*** Opening MATERIAL SUPPLIED ***
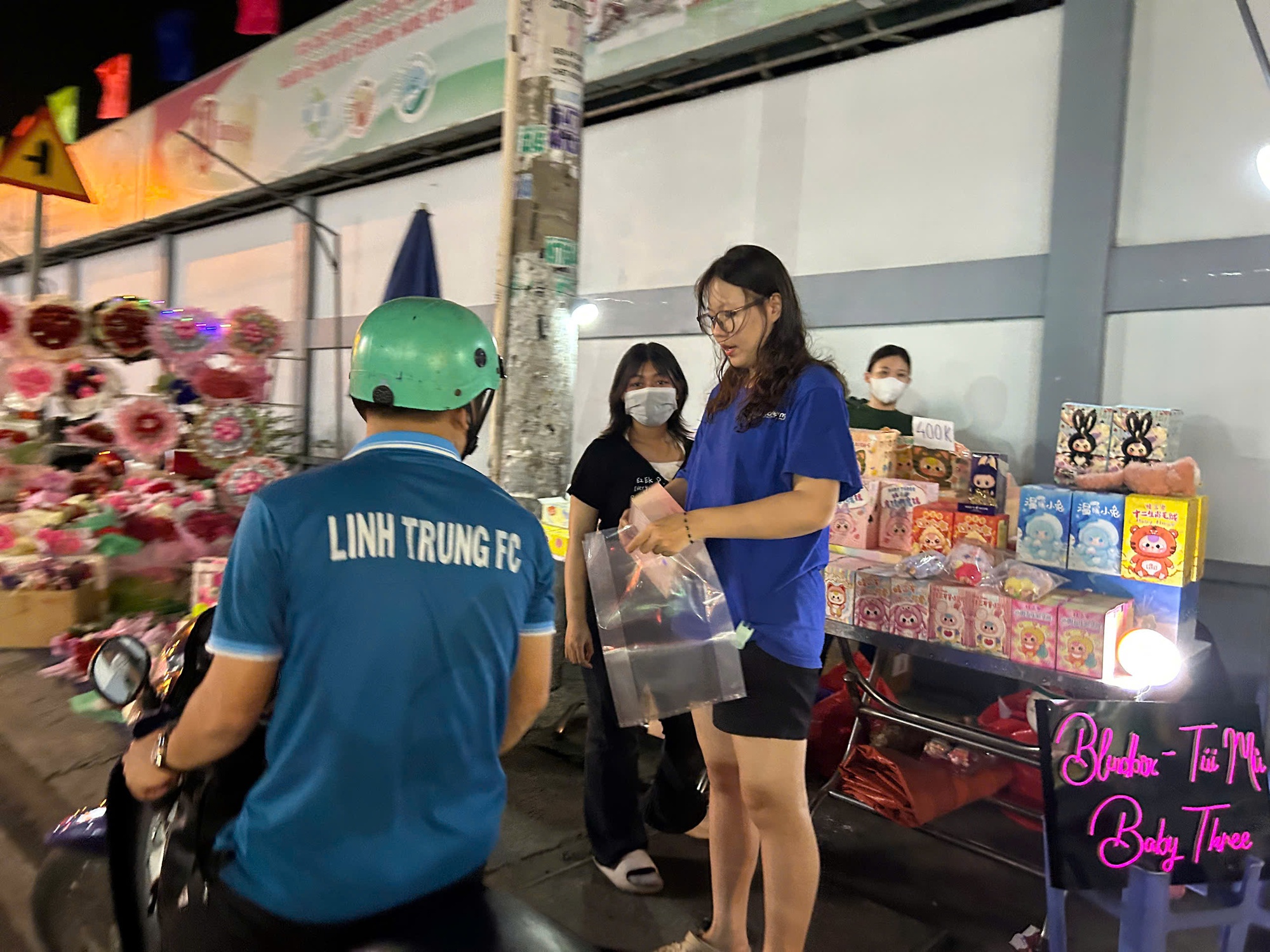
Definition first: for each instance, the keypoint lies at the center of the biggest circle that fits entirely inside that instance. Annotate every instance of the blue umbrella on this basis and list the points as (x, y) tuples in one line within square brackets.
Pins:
[(416, 271)]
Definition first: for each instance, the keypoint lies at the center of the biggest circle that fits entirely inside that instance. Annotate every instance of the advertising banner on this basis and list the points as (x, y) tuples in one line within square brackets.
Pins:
[(365, 77)]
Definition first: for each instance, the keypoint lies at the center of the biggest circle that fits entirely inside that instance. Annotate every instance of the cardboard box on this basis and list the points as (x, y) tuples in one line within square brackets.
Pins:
[(840, 588), (205, 581), (1034, 630), (1201, 539), (1097, 538), (876, 453), (993, 616), (897, 499), (910, 611), (1089, 629), (952, 615), (990, 531), (1045, 522), (1144, 435), (558, 541), (986, 494), (1160, 539), (30, 619), (855, 524), (1084, 441), (556, 512), (905, 458), (1170, 610), (933, 527), (873, 598)]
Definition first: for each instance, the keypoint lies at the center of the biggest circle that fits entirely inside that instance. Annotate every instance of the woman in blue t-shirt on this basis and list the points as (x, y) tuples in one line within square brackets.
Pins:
[(773, 460)]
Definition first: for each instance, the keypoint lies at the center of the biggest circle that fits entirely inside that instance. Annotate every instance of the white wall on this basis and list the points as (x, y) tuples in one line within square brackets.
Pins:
[(53, 281), (131, 271), (1198, 115), (1193, 360), (989, 390), (251, 262), (937, 153)]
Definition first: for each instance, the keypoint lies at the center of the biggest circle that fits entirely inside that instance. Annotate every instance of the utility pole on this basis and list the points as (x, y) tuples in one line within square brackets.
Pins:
[(37, 239), (538, 279)]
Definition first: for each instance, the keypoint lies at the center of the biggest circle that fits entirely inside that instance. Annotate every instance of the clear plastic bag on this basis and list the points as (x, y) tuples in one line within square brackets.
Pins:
[(669, 639), (1028, 583)]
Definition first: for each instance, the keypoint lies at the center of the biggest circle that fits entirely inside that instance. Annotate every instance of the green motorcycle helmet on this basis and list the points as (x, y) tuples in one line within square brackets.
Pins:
[(425, 354)]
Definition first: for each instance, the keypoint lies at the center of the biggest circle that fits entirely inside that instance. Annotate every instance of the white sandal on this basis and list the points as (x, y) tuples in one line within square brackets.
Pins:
*** Closing MATERIAL SUPPLIED ***
PROBLEM TO SOLVE | Each line from the first line of the material above through the line containing "of the cardboard" is to be reproduced exactly, with both ends kept and pictures left out.

EXERCISE OUTPUT |
Definition first: for each instance, the keypoint lies at the center of the biggest circle that fits entirely inside that instance. Annotate every instance of the blue umbrella on this basis and list the points as (x, y) tuples in one line within square brackets.
Pins:
[(416, 271)]
Definition first: for each instance, the keypoint lies at the center of the biggest circle that fits entirely inside that instance. Annotate every instance of the advertising banner on this basis and list the points as (x, y) tuples in one line within square brackets.
Pins:
[(365, 77)]
Definition first: for each instance, the keypoint lies at the center of the biggest circle that fits entirely inside that instance. Annotate every instance of the cardboard box on this basis and list the points as (x, y) tuples in one line within square brackets.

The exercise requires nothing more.